= To do =
1. Echo the hospital office passage word for word, everything from "I’m currently working" down to "absolute right place.".
2. Proceed with the hospital office passage, writing on from its last sentence.

──────── Exercise passage ────────

I’m currently working at a hospital. In one of the non-clinical offices – and don’t panic, you can’t get any more non-clinical than me so I’m in the absolute right place.
We have floor-to-ceiling windows that look onto the hospital itself and last week (maybe my third day in the job) I said to my colleagues “there’s a naked man in that window”. Because there was, he was putting on deodorant. Instantly there was a flurried response, but certainly not the one I had expected. After the entire office got up to verify, the general consensus was that this was scandalous. One colleague got out her blueprints of the hospital to see what the allocation of that room and then rang the facilities office to suggest that they hang blinds in that window for “patient dignity”. (The thing is, to me, he looked terribly healthy. Not unwell at all. In fact, quite rigourous.)
I had to tell them that this – though tremendously honourable – was not the reaction I was expecting and would not have been the reaction at almost every other office I have ever worked in.
“What would have been their reaction?”
“Within seconds we would have been looking for binoculars on eBay.”
No one laughed.
Now, I ‘m no expert but even I know that yoga and yoga-adjacent blogs are supposed to have some kind of profound lesson or enlightenment along the way. Otherwise what’s the point? Well, the point is just to be.

──────── Supplied records ────────

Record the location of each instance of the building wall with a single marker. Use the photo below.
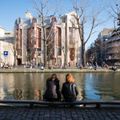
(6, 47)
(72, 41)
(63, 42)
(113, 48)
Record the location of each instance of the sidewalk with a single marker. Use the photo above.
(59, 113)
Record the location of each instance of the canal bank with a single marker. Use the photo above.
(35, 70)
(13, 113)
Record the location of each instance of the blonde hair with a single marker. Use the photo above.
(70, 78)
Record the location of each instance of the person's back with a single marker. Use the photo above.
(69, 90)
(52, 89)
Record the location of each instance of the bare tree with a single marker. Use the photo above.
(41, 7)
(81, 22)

────────
──────── Supplied records ────────

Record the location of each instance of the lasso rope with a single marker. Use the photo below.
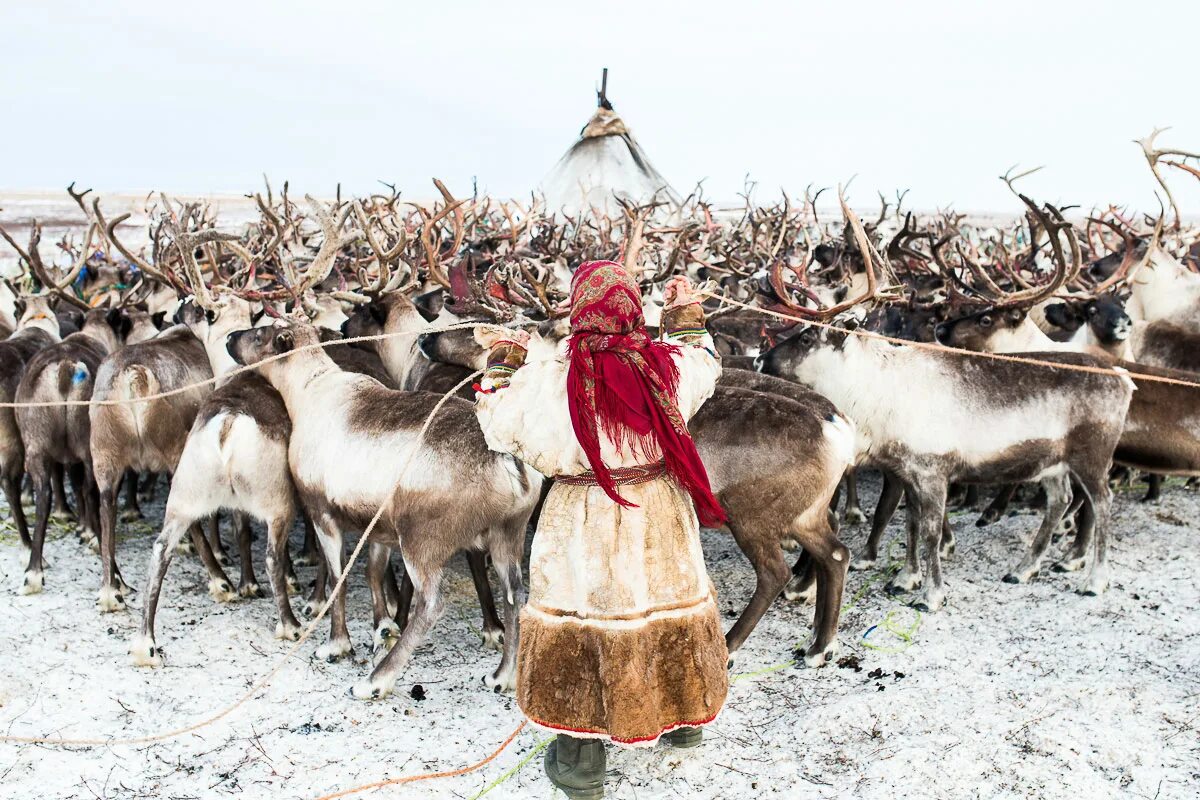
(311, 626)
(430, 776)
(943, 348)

────────

= Answers =
1.
I’m currently working at a hospital. In one of the non-clinical offices – and don’t panic, you can’t get any more non-clinical than me so I’m in the absolute right place.

2.
Actually, no, that’s not it, that might be another blog. Sorry, I’ll stop before I disappear up my own facetiousnarse.
The point is this. My colleagues’ reaction made me realise I was objectifying that man’s body in a way that I revile. If I was aware of someone doing that to me I would find it obscene. And then I realised that I objectify my own body. And that is equally obscene. I don’t feel the need to furnish you with details or examples of my inner monologue, you can take my word for it. It’s pretty grim. Perhaps you do it, too. I’m not sure how to stop but living the life I live it may well be impossible, we are formed by our peers and our environment waaaaaaaaaaaay more than we like to acknowledge. And here, clearly, I am speaking just for me and not the entire human race when I say “we” as that would be arrogant. But how else do you explain the cosmetic surgery epidemic? And all the really hideous tattoos?
I’m really pleased to have made this break through and to realise how fallible I am. And when I say realise, I mean be reminded. And when I say pleased, I mean chuffing heck one more thing to work on. And when I say one more thing to work on, I mean please stop.
In a few days I will be blogging about how I use humour to shield myself from myself and from the work I neeed to be doing on my enlightenment and realisation. And when I say enlightenment and realisation, I mean enlightenment and realisation.